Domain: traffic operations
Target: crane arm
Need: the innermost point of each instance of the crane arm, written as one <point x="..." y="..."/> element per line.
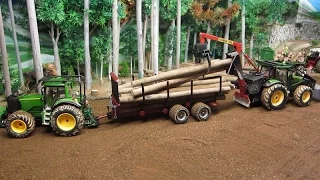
<point x="236" y="45"/>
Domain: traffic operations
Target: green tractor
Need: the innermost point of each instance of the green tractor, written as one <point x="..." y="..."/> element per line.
<point x="60" y="105"/>
<point x="275" y="83"/>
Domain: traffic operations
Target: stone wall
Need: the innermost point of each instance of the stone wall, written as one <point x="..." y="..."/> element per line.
<point x="294" y="31"/>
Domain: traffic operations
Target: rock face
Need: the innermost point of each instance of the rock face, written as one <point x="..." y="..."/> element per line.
<point x="294" y="31"/>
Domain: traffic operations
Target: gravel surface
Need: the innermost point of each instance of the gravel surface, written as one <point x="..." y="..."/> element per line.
<point x="235" y="143"/>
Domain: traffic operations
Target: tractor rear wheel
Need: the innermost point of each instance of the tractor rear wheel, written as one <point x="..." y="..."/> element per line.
<point x="67" y="120"/>
<point x="20" y="124"/>
<point x="274" y="97"/>
<point x="302" y="95"/>
<point x="318" y="66"/>
<point x="201" y="111"/>
<point x="179" y="114"/>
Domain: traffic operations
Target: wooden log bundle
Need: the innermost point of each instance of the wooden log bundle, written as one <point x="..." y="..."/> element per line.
<point x="216" y="65"/>
<point x="193" y="82"/>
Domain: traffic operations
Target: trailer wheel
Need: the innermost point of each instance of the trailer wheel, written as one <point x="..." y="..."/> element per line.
<point x="201" y="111"/>
<point x="67" y="120"/>
<point x="274" y="97"/>
<point x="179" y="114"/>
<point x="302" y="95"/>
<point x="20" y="124"/>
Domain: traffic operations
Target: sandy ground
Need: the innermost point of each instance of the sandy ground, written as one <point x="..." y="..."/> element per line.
<point x="235" y="143"/>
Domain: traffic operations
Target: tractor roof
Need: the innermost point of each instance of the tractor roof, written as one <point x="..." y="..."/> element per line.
<point x="278" y="64"/>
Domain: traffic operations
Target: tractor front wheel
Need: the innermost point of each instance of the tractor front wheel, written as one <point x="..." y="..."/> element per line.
<point x="302" y="95"/>
<point x="67" y="120"/>
<point x="201" y="111"/>
<point x="20" y="124"/>
<point x="274" y="97"/>
<point x="179" y="114"/>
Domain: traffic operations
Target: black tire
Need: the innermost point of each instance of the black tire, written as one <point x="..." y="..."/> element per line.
<point x="67" y="120"/>
<point x="201" y="111"/>
<point x="302" y="95"/>
<point x="20" y="124"/>
<point x="179" y="114"/>
<point x="318" y="66"/>
<point x="274" y="97"/>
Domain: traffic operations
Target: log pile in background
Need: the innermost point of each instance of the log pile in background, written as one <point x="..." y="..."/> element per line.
<point x="179" y="83"/>
<point x="292" y="56"/>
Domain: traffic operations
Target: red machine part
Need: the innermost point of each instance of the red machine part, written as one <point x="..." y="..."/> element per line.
<point x="240" y="97"/>
<point x="236" y="45"/>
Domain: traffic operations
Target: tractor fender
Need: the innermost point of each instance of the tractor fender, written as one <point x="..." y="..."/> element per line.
<point x="66" y="101"/>
<point x="271" y="82"/>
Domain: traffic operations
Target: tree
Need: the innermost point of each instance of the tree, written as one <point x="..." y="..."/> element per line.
<point x="178" y="34"/>
<point x="140" y="37"/>
<point x="4" y="56"/>
<point x="16" y="45"/>
<point x="226" y="32"/>
<point x="86" y="45"/>
<point x="243" y="30"/>
<point x="116" y="34"/>
<point x="212" y="13"/>
<point x="33" y="26"/>
<point x="52" y="12"/>
<point x="155" y="35"/>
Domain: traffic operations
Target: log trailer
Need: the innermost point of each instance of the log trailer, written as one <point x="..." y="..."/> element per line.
<point x="271" y="85"/>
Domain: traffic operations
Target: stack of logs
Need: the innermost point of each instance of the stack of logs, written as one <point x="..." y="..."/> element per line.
<point x="292" y="56"/>
<point x="178" y="82"/>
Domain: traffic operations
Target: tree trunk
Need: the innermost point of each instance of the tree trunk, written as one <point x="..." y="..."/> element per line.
<point x="86" y="45"/>
<point x="101" y="69"/>
<point x="194" y="42"/>
<point x="243" y="30"/>
<point x="155" y="36"/>
<point x="115" y="33"/>
<point x="251" y="46"/>
<point x="178" y="34"/>
<point x="226" y="34"/>
<point x="16" y="45"/>
<point x="209" y="31"/>
<point x="4" y="56"/>
<point x="145" y="29"/>
<point x="187" y="44"/>
<point x="171" y="46"/>
<point x="131" y="65"/>
<point x="140" y="37"/>
<point x="35" y="41"/>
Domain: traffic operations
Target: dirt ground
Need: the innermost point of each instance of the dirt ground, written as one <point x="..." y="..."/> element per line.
<point x="235" y="143"/>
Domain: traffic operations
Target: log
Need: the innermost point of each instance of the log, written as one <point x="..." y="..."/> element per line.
<point x="183" y="72"/>
<point x="188" y="88"/>
<point x="173" y="95"/>
<point x="176" y="100"/>
<point x="94" y="93"/>
<point x="161" y="85"/>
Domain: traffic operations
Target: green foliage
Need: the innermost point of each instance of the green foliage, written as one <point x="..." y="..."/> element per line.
<point x="315" y="42"/>
<point x="124" y="69"/>
<point x="51" y="10"/>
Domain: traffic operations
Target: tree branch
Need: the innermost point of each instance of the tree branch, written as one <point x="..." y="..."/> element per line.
<point x="58" y="35"/>
<point x="51" y="33"/>
<point x="93" y="29"/>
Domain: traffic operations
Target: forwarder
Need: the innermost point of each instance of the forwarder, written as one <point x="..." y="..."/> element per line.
<point x="59" y="105"/>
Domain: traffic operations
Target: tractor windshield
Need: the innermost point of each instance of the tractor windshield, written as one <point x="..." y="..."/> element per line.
<point x="52" y="94"/>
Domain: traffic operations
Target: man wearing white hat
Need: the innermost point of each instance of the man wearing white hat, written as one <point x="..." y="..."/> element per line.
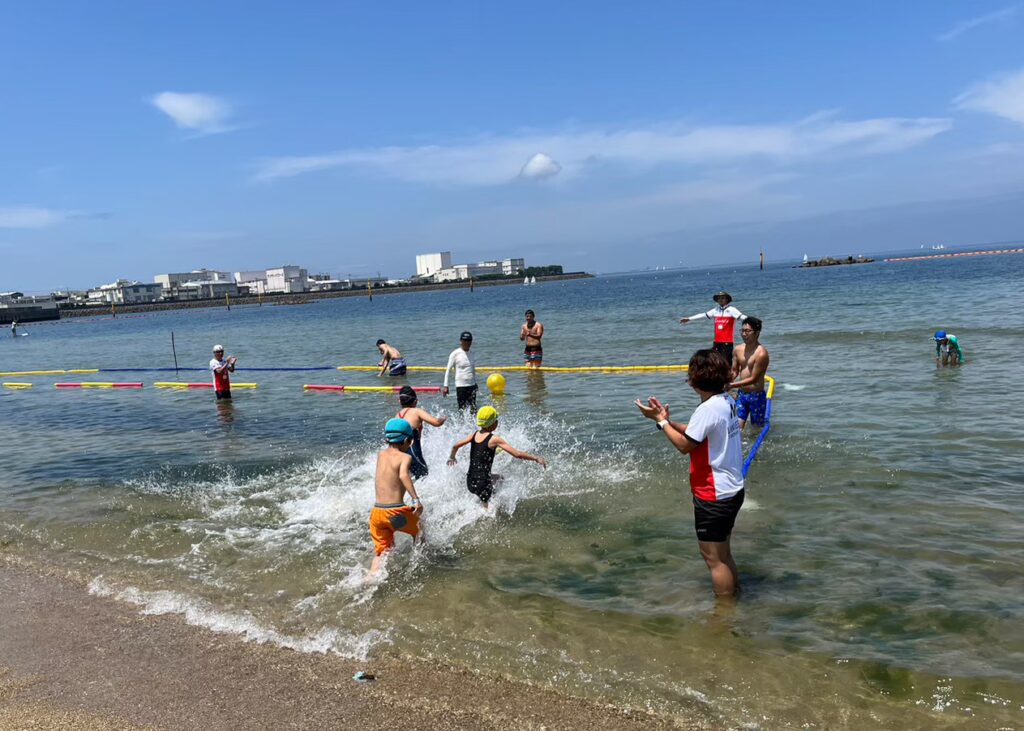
<point x="725" y="316"/>
<point x="222" y="368"/>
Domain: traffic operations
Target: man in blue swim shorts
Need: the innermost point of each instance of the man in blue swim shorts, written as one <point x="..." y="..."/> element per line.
<point x="750" y="362"/>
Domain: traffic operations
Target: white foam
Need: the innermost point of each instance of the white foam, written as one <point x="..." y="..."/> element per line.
<point x="201" y="613"/>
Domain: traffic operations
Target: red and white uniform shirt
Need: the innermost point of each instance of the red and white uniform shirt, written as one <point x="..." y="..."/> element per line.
<point x="717" y="464"/>
<point x="221" y="379"/>
<point x="725" y="321"/>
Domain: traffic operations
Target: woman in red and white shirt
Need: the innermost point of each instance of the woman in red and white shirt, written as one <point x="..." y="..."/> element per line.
<point x="712" y="439"/>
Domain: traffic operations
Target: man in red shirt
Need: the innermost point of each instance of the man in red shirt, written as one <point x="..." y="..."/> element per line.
<point x="222" y="368"/>
<point x="725" y="316"/>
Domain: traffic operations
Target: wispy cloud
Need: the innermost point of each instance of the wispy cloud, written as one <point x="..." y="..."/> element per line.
<point x="32" y="217"/>
<point x="961" y="28"/>
<point x="203" y="114"/>
<point x="1001" y="95"/>
<point x="496" y="161"/>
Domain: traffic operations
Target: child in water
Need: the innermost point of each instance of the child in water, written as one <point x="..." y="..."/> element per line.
<point x="483" y="443"/>
<point x="393" y="479"/>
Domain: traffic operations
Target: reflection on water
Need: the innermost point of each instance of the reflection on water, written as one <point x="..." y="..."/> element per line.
<point x="879" y="549"/>
<point x="537" y="391"/>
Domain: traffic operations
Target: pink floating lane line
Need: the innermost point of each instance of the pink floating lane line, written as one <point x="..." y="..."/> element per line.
<point x="89" y="385"/>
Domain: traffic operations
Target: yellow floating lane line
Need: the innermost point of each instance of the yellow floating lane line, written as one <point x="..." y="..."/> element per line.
<point x="545" y="369"/>
<point x="172" y="384"/>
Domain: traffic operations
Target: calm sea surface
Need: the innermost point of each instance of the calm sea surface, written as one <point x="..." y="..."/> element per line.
<point x="881" y="548"/>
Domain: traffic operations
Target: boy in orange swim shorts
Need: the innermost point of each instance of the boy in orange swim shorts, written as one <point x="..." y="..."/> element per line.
<point x="393" y="479"/>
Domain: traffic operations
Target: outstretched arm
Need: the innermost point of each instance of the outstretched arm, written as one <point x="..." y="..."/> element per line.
<point x="430" y="419"/>
<point x="676" y="432"/>
<point x="517" y="454"/>
<point x="684" y="320"/>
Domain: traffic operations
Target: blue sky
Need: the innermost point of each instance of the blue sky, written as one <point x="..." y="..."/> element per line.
<point x="140" y="137"/>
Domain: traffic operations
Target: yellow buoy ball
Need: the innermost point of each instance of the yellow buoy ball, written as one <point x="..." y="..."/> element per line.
<point x="496" y="382"/>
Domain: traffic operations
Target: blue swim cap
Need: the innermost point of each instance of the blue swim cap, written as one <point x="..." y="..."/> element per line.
<point x="397" y="430"/>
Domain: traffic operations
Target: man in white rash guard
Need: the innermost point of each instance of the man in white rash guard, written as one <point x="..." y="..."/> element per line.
<point x="725" y="316"/>
<point x="464" y="364"/>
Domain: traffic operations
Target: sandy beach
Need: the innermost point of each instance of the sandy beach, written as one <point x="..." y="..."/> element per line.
<point x="71" y="660"/>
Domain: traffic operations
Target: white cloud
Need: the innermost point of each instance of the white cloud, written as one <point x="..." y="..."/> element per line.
<point x="961" y="28"/>
<point x="496" y="161"/>
<point x="1003" y="96"/>
<point x="539" y="167"/>
<point x="30" y="217"/>
<point x="200" y="113"/>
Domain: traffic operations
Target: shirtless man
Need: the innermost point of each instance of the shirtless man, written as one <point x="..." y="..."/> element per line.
<point x="390" y="513"/>
<point x="531" y="332"/>
<point x="750" y="361"/>
<point x="391" y="361"/>
<point x="416" y="418"/>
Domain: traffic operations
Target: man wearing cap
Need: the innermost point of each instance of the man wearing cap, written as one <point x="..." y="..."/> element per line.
<point x="464" y="364"/>
<point x="947" y="349"/>
<point x="222" y="368"/>
<point x="725" y="316"/>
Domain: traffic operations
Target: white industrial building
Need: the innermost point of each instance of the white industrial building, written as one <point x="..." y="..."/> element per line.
<point x="173" y="281"/>
<point x="507" y="267"/>
<point x="427" y="265"/>
<point x="287" y="280"/>
<point x="126" y="292"/>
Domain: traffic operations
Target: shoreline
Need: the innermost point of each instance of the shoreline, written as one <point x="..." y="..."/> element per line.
<point x="72" y="659"/>
<point x="300" y="298"/>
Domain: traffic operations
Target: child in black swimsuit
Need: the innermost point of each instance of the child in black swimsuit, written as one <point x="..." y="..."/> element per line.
<point x="483" y="443"/>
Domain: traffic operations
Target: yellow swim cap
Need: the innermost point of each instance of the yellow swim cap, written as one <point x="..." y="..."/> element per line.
<point x="486" y="417"/>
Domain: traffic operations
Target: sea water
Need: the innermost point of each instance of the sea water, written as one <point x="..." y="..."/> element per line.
<point x="880" y="549"/>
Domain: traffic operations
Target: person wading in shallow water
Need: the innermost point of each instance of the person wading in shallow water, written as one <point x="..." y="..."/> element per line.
<point x="712" y="439"/>
<point x="531" y="332"/>
<point x="725" y="316"/>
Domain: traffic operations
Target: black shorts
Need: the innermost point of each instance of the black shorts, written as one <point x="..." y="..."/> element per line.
<point x="725" y="349"/>
<point x="466" y="396"/>
<point x="714" y="518"/>
<point x="481" y="488"/>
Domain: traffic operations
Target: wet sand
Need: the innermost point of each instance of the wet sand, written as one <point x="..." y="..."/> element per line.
<point x="71" y="660"/>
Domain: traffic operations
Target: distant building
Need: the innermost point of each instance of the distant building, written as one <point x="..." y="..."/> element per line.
<point x="430" y="264"/>
<point x="172" y="282"/>
<point x="506" y="267"/>
<point x="15" y="306"/>
<point x="205" y="290"/>
<point x="125" y="292"/>
<point x="287" y="280"/>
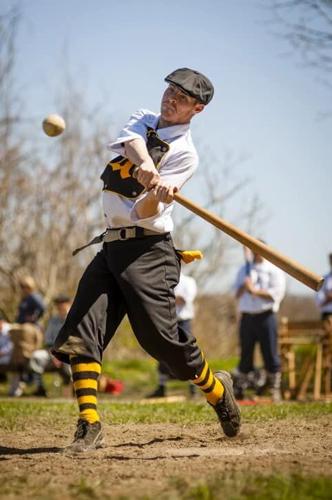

- [Activity]: Taking the listing above as the source, transcribe only the lines starting at the line with "Target: green tractor" and going through the line with "Target: rock face", unaltered and with both ends included.

- [Solution for this exercise]:
Target: green tractor
Need: the innermost point of each instance of the green tractor, written as one <point x="..." y="..."/> element per line.
<point x="60" y="105"/>
<point x="275" y="83"/>
Domain: traffic operations
Target: stone wall
Need: the innermost point of each instance of the stone wall, written as one <point x="..." y="..."/> element per line.
<point x="294" y="31"/>
Domain: traffic operations
Target: rock face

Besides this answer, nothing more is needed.